JOB: Could you turn the lines of all the records below into one numbered list, leaving out any blank lines?
··········
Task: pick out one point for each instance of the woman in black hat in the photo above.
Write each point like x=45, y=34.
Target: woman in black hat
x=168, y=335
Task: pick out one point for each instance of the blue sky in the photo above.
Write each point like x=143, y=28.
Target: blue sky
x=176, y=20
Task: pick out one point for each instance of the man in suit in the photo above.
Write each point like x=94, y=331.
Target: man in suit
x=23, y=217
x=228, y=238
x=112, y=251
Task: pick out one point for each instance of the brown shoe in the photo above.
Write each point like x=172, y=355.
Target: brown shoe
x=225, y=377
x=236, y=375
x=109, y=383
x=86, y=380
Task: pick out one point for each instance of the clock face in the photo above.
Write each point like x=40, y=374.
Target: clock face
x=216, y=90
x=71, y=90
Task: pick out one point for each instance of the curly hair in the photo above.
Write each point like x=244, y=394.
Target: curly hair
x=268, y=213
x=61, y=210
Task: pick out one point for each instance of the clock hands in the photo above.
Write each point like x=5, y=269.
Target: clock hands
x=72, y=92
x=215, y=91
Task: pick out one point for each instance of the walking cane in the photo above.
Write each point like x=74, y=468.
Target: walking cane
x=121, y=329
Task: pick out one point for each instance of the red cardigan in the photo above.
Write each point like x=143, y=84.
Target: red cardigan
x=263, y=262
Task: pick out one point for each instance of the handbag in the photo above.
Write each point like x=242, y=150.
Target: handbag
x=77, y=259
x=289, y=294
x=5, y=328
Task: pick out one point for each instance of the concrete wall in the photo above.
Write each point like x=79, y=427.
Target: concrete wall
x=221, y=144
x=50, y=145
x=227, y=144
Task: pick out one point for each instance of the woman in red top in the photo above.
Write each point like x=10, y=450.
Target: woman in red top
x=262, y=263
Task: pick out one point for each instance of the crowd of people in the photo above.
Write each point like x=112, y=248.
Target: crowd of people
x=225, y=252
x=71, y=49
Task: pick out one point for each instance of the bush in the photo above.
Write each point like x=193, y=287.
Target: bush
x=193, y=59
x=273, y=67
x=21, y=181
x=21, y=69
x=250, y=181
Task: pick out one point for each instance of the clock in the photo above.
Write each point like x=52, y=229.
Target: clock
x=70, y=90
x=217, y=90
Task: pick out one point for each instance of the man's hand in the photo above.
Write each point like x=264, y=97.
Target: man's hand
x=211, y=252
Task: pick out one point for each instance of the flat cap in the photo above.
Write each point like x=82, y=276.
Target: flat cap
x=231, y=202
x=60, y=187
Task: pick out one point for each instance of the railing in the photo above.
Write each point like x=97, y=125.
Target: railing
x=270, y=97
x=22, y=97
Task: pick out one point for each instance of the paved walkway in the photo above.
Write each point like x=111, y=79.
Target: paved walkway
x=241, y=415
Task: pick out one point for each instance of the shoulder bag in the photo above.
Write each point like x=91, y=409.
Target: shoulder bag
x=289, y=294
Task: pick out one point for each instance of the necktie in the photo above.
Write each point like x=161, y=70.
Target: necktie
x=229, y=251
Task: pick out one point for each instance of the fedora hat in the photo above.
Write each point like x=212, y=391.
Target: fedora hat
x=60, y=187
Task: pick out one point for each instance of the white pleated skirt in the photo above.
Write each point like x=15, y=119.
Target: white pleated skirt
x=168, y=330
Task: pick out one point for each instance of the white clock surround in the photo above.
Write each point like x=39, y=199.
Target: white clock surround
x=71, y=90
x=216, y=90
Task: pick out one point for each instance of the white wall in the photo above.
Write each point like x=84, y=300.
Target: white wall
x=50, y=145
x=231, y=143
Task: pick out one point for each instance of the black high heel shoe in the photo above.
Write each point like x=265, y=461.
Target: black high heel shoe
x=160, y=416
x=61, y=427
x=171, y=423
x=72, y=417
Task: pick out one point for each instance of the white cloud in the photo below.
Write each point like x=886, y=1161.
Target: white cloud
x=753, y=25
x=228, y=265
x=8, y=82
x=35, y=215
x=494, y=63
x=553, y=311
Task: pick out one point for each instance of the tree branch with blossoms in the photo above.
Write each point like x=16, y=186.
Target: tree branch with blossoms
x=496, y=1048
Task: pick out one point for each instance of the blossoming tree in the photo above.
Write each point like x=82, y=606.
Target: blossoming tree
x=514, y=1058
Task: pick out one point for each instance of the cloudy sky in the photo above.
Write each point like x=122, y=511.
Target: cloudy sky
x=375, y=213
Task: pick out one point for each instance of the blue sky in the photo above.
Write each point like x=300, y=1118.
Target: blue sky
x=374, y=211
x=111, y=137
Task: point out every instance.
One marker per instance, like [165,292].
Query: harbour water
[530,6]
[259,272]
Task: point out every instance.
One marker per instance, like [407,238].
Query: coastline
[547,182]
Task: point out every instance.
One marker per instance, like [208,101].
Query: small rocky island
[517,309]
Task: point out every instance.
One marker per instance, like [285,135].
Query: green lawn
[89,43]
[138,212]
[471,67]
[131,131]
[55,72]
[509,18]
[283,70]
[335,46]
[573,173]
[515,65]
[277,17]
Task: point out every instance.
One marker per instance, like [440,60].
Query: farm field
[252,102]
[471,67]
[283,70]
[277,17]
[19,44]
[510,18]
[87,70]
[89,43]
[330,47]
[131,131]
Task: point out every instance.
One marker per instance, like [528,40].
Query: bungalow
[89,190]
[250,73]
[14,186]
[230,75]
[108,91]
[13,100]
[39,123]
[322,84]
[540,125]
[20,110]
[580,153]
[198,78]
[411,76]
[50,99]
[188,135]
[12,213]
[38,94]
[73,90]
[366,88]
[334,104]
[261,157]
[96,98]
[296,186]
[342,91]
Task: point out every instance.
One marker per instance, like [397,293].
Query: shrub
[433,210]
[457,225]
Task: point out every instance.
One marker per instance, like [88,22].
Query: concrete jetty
··········
EXERCISE ANSWER:
1. Task: pick out one point for each instance of the woman in black hat in the photo above.
2. Write each point like x=45, y=34.
3. Target: woman in black hat
4. x=168, y=335
5. Task: pick out one point for each instance of the blue sky in the photo above.
6. Write each point like x=143, y=28.
7. Target: blue sky
8. x=176, y=20
9. Task: pick out one point for each instance of the man in suit in the photo above.
10. Write each point like x=94, y=331.
11. Target: man in suit
12. x=23, y=217
13. x=228, y=238
14. x=112, y=251
15. Task: pick out one point for each instance of the brown shoe in the photo above.
16. Write each point like x=172, y=355.
17. Target: brown shoe
18. x=225, y=377
19. x=236, y=375
20. x=109, y=383
21. x=86, y=380
22. Task: pick out one point for each instance of the clock face in the photo above.
23. Write each point like x=40, y=374.
24. Target: clock face
25. x=216, y=90
26. x=71, y=90
27. Task: pick out one point for each instance of the curly hair in the photo above.
28. Write each point like x=244, y=394.
29. Target: curly hair
30. x=268, y=213
31. x=61, y=210
32. Task: pick out one point for each instance of the clock hands in the photo above.
33. Write each point like x=5, y=269.
34. Target: clock hands
35. x=72, y=92
36. x=215, y=91
37. Task: pick out one point for each instance of the walking cane in the photo above.
38. Write each point like x=74, y=468.
39. Target: walking cane
40. x=121, y=329
41. Task: pick out one point for each instance of the red cardigan in the photo above.
42. Write each point like x=143, y=84.
43. Target: red cardigan
44. x=263, y=262
45. Task: pick out one point for each instance of the handbag in the photo above.
46. Write each point like x=242, y=150.
47. Target: handbag
48. x=77, y=259
49. x=289, y=294
50. x=5, y=328
51. Task: pick out one point for each instance of the concrete wall in the photo above.
52. Write each point like x=79, y=427.
53. Target: concrete wall
54. x=221, y=144
55. x=50, y=145
56. x=227, y=144
57. Task: pick out one point for each instance of the woman in red top in the photo above.
58. Write each point like x=10, y=450.
59. Target: woman in red top
60. x=262, y=263
61. Task: pick out one point for each instance of the crowd of people in the photo above.
62. Write each point like x=112, y=248.
63. Target: crowd of people
64. x=225, y=252
65. x=71, y=49
66. Task: pick out one point for each instance of the bush in the photo above.
67. Write each point like x=193, y=287.
68. Target: bush
69. x=193, y=59
70. x=273, y=67
71. x=21, y=181
72. x=21, y=69
73. x=250, y=181
74. Task: pick out one point for each instance of the clock in the photo above.
75. Write each point like x=52, y=229.
76. Target: clock
77. x=70, y=90
78. x=217, y=90
79. Task: pick out one point for each instance of the man's hand in the photo above.
80. Write each point like x=264, y=97.
81. Target: man's hand
82. x=211, y=252
83. Task: pick out one point for each instance of the flat cap in the photo above.
84. Write each point like x=82, y=276.
85. Target: flat cap
86. x=231, y=202
87. x=60, y=187
88. Task: pick out one point for each instance of the railing in the photo above.
89. Write each point like x=97, y=125.
90. Target: railing
91. x=270, y=97
92. x=22, y=97
93. Task: pick out one point for each instance of the paved walkway in the photo above.
94. Write each point like x=111, y=79.
95. Target: paved walkway
96. x=241, y=415
97. Task: pick out one point for each instance of the shoulder bag in the photo above.
98. Write each point like x=91, y=409.
99. Target: shoulder bag
100. x=289, y=294
101. Task: pick out one point for each instance of the necktie in the photo above.
102. Write each point like x=161, y=70.
103. Target: necktie
104. x=229, y=251
105. Task: pick out one point for each instance of the fedora hat in the photo above.
106. Write each point like x=212, y=391.
107. Target: fedora hat
108. x=60, y=187
109. Task: pick out one point for each instance of the white pleated skirt in the photo above.
110. Write each point like x=15, y=119.
111. Target: white pleated skirt
112. x=168, y=330
113. Task: pick out one point for each instance of the white clock surround in the photo above.
114. Write each point like x=39, y=199.
115. Target: white clock surround
116. x=71, y=90
117. x=216, y=90
118. Task: pick out one point for each instance of the white wall in the photo above.
119. Write each point like x=84, y=300.
120. Target: white wall
121. x=50, y=145
122. x=231, y=143
123. Task: pick out one point for each instance of the black high heel shoe in the photo above.
124. Write each point like x=265, y=461.
125. Target: black high heel shoe
126. x=160, y=416
127. x=61, y=427
128. x=171, y=423
129. x=72, y=417
130. Task: pick out one point for each instance of the white cloud in the photo below.
131. Write each point like x=886, y=1161.
132. Target: white cloud
133. x=753, y=25
134. x=228, y=265
135. x=8, y=82
136. x=35, y=215
137. x=494, y=63
138. x=553, y=311
139. Task: pick out one point for each instance of the tree branch with blossoms in the photo above.
140. Write each point like x=16, y=186.
141. Target: tree branch with blossoms
142. x=496, y=1048
143. Task: pick out one point for each instance of the blossoming tree in the photo above.
144. Write each point like x=82, y=606.
145. Target: blossoming tree
146. x=514, y=1058
147. Task: pick out one point for each instance of the cloudy sky in the photo above.
148. Write each point like x=122, y=511.
149. Target: cloudy sky
150. x=375, y=213
151. Task: pick out one point for each instance of the blue sky in the photo above.
152. Write each point like x=300, y=1118.
153. Target: blue sky
154. x=374, y=211
155. x=111, y=137
156. Task: point out every instance.
157. One marker per instance, like [165,292].
158. Query: harbour water
159. [530,6]
160. [259,272]
161. Task: point out every instance.
162. One marker per instance, like [407,238].
163. Query: coastline
164. [547,182]
165. Task: point out every instance.
166. One marker per instance, like [208,101].
167. Query: small rocky island
168. [517,309]
169. Task: point out every instance.
170. One marker per instance, like [285,135].
171. Query: green lawn
172. [89,43]
173. [138,212]
174. [471,67]
175. [131,131]
176. [55,72]
177. [509,18]
178. [283,70]
179. [335,46]
180. [573,173]
181. [515,65]
182. [277,17]
183. Task: point out every instance.
184. One marker per instance, like [440,60].
185. Query: farm field
186. [252,102]
187. [471,67]
188. [283,70]
189. [277,17]
190. [19,44]
191. [510,18]
192. [87,70]
193. [89,43]
194. [330,47]
195. [131,131]
196. Task: point out every instance.
197. One marker per instance, like [528,40].
198. Query: bungalow
199. [89,190]
200. [250,73]
201. [14,186]
202. [230,75]
203. [108,91]
204. [13,100]
205. [39,123]
206. [322,84]
207. [540,125]
208. [20,110]
209. [580,153]
210. [198,78]
211. [411,76]
212. [50,99]
213. [188,135]
214. [12,213]
215. [38,94]
216. [73,90]
217. [366,88]
218. [334,104]
219. [261,157]
220. [96,98]
221. [296,186]
222. [342,91]
223. Task: point out every instance.
224. One marker per instance, like [397,293].
225. Query: shrub
226. [433,210]
227. [457,225]
228. Task: point out every instance.
229. One marker per instance, like [88,22].
230. Query: concrete jetty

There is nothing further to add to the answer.